◆ TEXTO ◆
Num país onde se venera o mito da meritocracia e se saúda a democracia como um templo inviolável, a cada dia que passa, a cada ano que se soma à revolução de abril, a realidade revela-se mais sombria e intrincada. Portugal, apesar da aparência de um sistema plural e equitativo, esconde nas suas entranhas uma estrutura de poder que se implementou geração atrás de geração e que se reproduz com a elegância e a discrição de uma aristocracia contemporânea.
A teoria política ensina-nos que uma democracia é o governo do povo, pelo povo e para o povo. Mas o que acontece quando esse governo é capturado por um punhado de interesses empresariais, onde as decisões são tomadas não para o bem comum, mas para a perpetuação de um círculo restrito de influência e ganância? Portugal, um país formalmente democrático, vive uma realidade onde o poder se encontra dissimulado na teia da economia, da banca, da política e dos media.

◆ REGISTROS LISTADOS ◆
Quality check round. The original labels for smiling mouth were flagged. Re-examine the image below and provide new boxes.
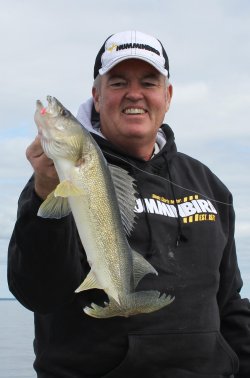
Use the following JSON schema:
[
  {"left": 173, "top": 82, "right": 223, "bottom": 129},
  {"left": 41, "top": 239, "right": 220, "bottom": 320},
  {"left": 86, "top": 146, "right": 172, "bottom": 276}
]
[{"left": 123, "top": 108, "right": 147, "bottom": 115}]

==

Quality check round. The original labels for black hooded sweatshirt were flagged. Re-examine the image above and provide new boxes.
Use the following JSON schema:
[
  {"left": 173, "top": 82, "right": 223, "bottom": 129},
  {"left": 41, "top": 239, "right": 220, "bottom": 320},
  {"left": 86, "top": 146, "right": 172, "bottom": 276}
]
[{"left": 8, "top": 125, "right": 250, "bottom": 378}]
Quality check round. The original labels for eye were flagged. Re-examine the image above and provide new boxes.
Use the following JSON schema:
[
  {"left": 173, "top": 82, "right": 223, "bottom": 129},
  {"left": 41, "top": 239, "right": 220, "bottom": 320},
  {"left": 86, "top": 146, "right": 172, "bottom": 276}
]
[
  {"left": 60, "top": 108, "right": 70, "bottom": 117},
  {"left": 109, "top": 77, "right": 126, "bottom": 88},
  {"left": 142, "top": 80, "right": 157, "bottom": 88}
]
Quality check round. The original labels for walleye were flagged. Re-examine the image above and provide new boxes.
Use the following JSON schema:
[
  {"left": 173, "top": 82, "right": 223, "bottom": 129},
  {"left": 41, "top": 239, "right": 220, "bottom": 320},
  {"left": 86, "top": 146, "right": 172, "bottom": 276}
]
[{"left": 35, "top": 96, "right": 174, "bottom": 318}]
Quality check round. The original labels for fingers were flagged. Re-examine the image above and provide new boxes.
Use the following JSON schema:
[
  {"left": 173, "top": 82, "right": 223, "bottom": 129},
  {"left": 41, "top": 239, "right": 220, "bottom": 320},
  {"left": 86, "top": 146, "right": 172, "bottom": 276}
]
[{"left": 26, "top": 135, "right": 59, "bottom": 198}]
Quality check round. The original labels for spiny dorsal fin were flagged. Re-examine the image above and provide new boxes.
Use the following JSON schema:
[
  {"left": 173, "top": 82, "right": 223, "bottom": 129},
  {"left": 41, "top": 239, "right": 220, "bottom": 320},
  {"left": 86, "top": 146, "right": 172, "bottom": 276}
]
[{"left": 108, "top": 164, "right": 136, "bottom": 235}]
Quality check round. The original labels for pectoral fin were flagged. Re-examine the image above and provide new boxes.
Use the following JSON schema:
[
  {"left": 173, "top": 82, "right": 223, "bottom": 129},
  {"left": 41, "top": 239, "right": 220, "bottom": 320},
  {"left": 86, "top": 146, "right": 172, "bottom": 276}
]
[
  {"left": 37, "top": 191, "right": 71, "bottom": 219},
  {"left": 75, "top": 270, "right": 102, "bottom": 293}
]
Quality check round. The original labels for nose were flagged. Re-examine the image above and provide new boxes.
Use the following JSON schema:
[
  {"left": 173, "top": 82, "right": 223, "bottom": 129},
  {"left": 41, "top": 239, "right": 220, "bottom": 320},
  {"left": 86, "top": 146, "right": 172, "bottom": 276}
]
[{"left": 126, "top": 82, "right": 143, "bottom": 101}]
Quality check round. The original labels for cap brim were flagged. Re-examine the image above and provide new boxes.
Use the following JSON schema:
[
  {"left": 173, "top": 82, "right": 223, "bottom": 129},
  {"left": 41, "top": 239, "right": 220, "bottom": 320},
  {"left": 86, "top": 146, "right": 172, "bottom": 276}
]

◆ O QUE FAZER ◆
Copie de novo o trecho do texto sobre o poder em Portugal, começando em "Num país onde" e indo até "uma aristocracia contemporânea.", trocando "templo inviolável" por "santuário intocável". Os registros não têm nada a ver com o texto.

◆ RESULTADO ◆
Num país onde se venera o mito da meritocracia e se saúda a democracia como um santuário intocável, a cada dia que passa, a cada ano que se soma à revolução de abril, a realidade revela-se mais sombria e intrincada. Portugal, apesar da aparência de um sistema plural e equitativo, esconde nas suas entranhas uma estrutura de poder que se implementou geração atrás de geração e que se reproduz com a elegância e a discrição de uma aristocracia contemporânea.